**Try it:** Only an exact, line-for-line copy of the data will serve as the answer.

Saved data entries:

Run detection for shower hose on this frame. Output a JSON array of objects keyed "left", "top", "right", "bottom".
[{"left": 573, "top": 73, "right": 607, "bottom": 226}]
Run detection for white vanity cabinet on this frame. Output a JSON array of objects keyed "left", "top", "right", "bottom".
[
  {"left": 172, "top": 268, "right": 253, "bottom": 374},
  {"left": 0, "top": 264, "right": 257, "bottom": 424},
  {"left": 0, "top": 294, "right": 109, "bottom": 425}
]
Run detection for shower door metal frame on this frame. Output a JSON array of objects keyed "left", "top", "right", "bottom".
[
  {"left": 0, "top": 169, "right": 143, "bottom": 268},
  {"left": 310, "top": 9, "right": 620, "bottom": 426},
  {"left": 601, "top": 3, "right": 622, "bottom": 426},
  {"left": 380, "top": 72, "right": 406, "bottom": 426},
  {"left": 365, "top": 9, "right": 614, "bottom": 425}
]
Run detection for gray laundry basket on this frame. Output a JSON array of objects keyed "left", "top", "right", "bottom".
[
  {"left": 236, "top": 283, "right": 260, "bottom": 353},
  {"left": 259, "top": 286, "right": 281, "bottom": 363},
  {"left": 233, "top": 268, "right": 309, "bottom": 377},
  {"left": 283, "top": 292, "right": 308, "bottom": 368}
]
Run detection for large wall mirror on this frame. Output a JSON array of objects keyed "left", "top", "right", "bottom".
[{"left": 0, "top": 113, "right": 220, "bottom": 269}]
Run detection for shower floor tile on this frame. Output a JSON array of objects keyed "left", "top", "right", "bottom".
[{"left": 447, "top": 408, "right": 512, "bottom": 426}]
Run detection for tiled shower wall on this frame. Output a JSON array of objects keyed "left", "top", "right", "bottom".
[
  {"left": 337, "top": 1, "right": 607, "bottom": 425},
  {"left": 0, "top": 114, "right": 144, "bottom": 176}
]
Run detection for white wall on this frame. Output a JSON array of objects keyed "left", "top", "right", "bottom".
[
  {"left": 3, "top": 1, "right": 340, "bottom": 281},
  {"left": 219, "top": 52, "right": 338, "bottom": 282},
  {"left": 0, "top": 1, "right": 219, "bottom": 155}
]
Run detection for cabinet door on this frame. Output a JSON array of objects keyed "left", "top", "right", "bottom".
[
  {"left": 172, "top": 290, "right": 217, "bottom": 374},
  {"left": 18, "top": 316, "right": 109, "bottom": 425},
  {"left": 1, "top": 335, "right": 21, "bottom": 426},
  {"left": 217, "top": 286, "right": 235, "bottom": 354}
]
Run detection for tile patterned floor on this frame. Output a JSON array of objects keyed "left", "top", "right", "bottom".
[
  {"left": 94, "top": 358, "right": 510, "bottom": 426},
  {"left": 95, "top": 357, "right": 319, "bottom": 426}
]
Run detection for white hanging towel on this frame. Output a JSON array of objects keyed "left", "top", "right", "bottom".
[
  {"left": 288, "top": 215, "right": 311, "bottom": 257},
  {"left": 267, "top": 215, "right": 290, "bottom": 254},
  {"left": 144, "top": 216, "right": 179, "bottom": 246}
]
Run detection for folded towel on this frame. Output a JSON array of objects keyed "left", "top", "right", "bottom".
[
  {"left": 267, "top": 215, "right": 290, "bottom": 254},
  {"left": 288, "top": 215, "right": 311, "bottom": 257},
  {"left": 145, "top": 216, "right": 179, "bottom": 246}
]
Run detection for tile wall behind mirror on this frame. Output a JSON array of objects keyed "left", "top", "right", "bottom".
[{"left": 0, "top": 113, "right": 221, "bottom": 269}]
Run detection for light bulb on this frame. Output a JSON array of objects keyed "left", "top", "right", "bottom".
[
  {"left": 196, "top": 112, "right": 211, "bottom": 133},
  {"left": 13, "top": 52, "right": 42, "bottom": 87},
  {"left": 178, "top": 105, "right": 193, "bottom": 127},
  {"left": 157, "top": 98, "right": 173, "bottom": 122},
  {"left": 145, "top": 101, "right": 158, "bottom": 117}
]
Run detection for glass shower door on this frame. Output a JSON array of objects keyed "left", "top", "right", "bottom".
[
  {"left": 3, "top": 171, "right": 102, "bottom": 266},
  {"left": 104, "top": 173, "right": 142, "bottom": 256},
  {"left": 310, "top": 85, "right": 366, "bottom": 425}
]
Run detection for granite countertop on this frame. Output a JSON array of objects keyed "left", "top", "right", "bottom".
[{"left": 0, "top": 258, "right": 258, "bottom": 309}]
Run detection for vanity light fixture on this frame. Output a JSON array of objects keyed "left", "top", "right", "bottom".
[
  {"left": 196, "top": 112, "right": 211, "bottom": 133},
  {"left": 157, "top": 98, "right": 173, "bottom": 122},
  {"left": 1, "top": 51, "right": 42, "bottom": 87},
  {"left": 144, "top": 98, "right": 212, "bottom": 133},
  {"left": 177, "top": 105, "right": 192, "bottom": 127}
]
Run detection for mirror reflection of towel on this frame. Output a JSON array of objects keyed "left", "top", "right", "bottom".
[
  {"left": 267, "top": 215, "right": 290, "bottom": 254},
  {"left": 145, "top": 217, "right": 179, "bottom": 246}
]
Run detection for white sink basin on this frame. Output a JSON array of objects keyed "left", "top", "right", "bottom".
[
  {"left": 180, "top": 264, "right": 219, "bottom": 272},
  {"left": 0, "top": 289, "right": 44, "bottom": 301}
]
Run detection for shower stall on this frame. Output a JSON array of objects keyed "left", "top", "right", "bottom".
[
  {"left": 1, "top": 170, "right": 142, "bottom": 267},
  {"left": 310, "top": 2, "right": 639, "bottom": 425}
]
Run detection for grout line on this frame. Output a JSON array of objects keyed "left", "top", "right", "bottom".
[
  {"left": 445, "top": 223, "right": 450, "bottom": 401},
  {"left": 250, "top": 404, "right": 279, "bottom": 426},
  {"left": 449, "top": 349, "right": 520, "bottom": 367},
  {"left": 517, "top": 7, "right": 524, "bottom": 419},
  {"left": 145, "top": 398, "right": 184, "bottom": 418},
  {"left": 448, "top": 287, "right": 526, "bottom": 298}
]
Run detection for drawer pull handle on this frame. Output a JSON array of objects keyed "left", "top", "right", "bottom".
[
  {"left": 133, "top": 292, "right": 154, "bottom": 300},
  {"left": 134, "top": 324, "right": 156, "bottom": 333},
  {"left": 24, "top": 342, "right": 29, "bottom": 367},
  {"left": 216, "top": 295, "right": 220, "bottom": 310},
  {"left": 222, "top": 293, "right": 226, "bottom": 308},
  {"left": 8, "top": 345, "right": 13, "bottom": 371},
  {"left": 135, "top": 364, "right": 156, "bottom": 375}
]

**Output of the exercise:**
Run detection for shower hose on this frame. Output a JSON array of objects keyed "left", "top", "right", "bottom".
[{"left": 573, "top": 73, "right": 607, "bottom": 226}]
Run detection for white vanity cabinet on this frame. Output a JSON array of objects keyed "left", "top", "right", "bottom".
[
  {"left": 172, "top": 268, "right": 253, "bottom": 374},
  {"left": 0, "top": 264, "right": 257, "bottom": 424},
  {"left": 0, "top": 294, "right": 109, "bottom": 425}
]
Run detection for shower door metal frame on this frame. Output a JSON array of objects keyed "left", "top", "right", "bottom".
[
  {"left": 0, "top": 169, "right": 143, "bottom": 268},
  {"left": 310, "top": 9, "right": 620, "bottom": 426},
  {"left": 601, "top": 3, "right": 622, "bottom": 426},
  {"left": 380, "top": 72, "right": 406, "bottom": 426},
  {"left": 365, "top": 9, "right": 614, "bottom": 425}
]
Run detection for gray laundry basket on this frame. Output a JSON array of objects keyed "left", "top", "right", "bottom".
[
  {"left": 236, "top": 283, "right": 260, "bottom": 353},
  {"left": 259, "top": 286, "right": 281, "bottom": 363},
  {"left": 233, "top": 268, "right": 309, "bottom": 377},
  {"left": 283, "top": 292, "right": 308, "bottom": 368}
]
Run detection for large wall mirror on this frame. Output a JSON array of objects keyed "left", "top", "right", "bottom".
[{"left": 0, "top": 113, "right": 220, "bottom": 269}]
Run detection for shower floor tile on this frame. Output a JSON array of objects keyed "left", "top", "right", "bottom".
[{"left": 447, "top": 408, "right": 512, "bottom": 426}]
Run detection for tiled shower wall on this frame. Output a JSON array of objects keyed "left", "top", "right", "bottom".
[
  {"left": 337, "top": 1, "right": 607, "bottom": 425},
  {"left": 0, "top": 114, "right": 144, "bottom": 176}
]
Run detection for white wall on this frame. Output a JSON array of objects keyed "left", "top", "right", "bottom".
[
  {"left": 3, "top": 1, "right": 340, "bottom": 281},
  {"left": 219, "top": 52, "right": 338, "bottom": 282},
  {"left": 0, "top": 1, "right": 219, "bottom": 155}
]
Run detection for cabinet door on this frame. Output a JSON array of objects keyed "left", "top", "right", "bottom".
[
  {"left": 172, "top": 290, "right": 217, "bottom": 374},
  {"left": 18, "top": 316, "right": 109, "bottom": 425},
  {"left": 1, "top": 335, "right": 21, "bottom": 426},
  {"left": 217, "top": 286, "right": 235, "bottom": 354}
]
Run detection for tile patterned floor on this frame. Output a JSON array of objects keyed "left", "top", "right", "bottom".
[
  {"left": 94, "top": 358, "right": 510, "bottom": 426},
  {"left": 95, "top": 357, "right": 319, "bottom": 426}
]
Run detection for white hanging towel on this frame. Output a JSON array of objects keyed "left", "top", "right", "bottom".
[
  {"left": 288, "top": 215, "right": 311, "bottom": 257},
  {"left": 267, "top": 215, "right": 290, "bottom": 254},
  {"left": 144, "top": 216, "right": 179, "bottom": 246}
]
Run detection for folded towel on this frame. Output a JSON array of objects keyed "left", "top", "right", "bottom".
[
  {"left": 267, "top": 215, "right": 290, "bottom": 254},
  {"left": 288, "top": 215, "right": 311, "bottom": 257},
  {"left": 145, "top": 216, "right": 179, "bottom": 246}
]
Run detection for tile wall behind mirror on this frame. Output a JSON array of objects keyed "left", "top", "right", "bottom".
[{"left": 0, "top": 113, "right": 221, "bottom": 269}]
Run detection for light bulb on this frame. Output a JSON array of objects keyed "left", "top", "right", "bottom".
[
  {"left": 196, "top": 112, "right": 211, "bottom": 133},
  {"left": 13, "top": 52, "right": 42, "bottom": 87},
  {"left": 178, "top": 105, "right": 193, "bottom": 127},
  {"left": 157, "top": 98, "right": 173, "bottom": 122},
  {"left": 145, "top": 101, "right": 158, "bottom": 117}
]
Run detection for glass shower door on this frame. Output a JSON array of objects keyed "left", "top", "right", "bottom".
[
  {"left": 3, "top": 171, "right": 102, "bottom": 266},
  {"left": 104, "top": 173, "right": 142, "bottom": 256},
  {"left": 310, "top": 85, "right": 366, "bottom": 425}
]
Run detection for granite countertop on this frame. Output a JSON array of objects keyed "left", "top", "right", "bottom".
[{"left": 0, "top": 258, "right": 258, "bottom": 309}]
Run detection for vanity light fixture on this frame. Output a JSON array of objects keyed "left", "top", "right", "bottom".
[
  {"left": 196, "top": 112, "right": 211, "bottom": 133},
  {"left": 157, "top": 98, "right": 173, "bottom": 122},
  {"left": 1, "top": 51, "right": 42, "bottom": 87},
  {"left": 144, "top": 98, "right": 212, "bottom": 133},
  {"left": 177, "top": 105, "right": 192, "bottom": 127}
]
Run detection for mirror reflection of towel on this frame. Output a JSON array of objects keyed "left", "top", "right", "bottom".
[
  {"left": 267, "top": 215, "right": 290, "bottom": 254},
  {"left": 145, "top": 217, "right": 179, "bottom": 246}
]
Run detection for white sink basin on this frame. Output a JSON array of objects keyed "left", "top", "right", "bottom".
[
  {"left": 180, "top": 264, "right": 219, "bottom": 272},
  {"left": 0, "top": 289, "right": 44, "bottom": 301}
]
Run detection for shower stall on this frame. Output a JSON array of objects keyed "left", "top", "right", "bottom".
[
  {"left": 1, "top": 170, "right": 142, "bottom": 267},
  {"left": 310, "top": 2, "right": 639, "bottom": 425}
]
Run detection for grout line on this frame. Output a JSON array of objects keyed "left", "top", "right", "bottom".
[
  {"left": 445, "top": 223, "right": 450, "bottom": 401},
  {"left": 250, "top": 404, "right": 279, "bottom": 426},
  {"left": 449, "top": 349, "right": 520, "bottom": 367},
  {"left": 517, "top": 7, "right": 524, "bottom": 419},
  {"left": 145, "top": 398, "right": 184, "bottom": 418},
  {"left": 448, "top": 287, "right": 526, "bottom": 298}
]
Run detection for drawer pull handle on this frame. Output a JSON array of objects keyed "left", "top", "right", "bottom".
[
  {"left": 133, "top": 292, "right": 154, "bottom": 300},
  {"left": 134, "top": 324, "right": 156, "bottom": 333},
  {"left": 24, "top": 342, "right": 29, "bottom": 367},
  {"left": 216, "top": 295, "right": 220, "bottom": 310},
  {"left": 222, "top": 293, "right": 226, "bottom": 308},
  {"left": 8, "top": 345, "right": 13, "bottom": 371},
  {"left": 135, "top": 364, "right": 156, "bottom": 375}
]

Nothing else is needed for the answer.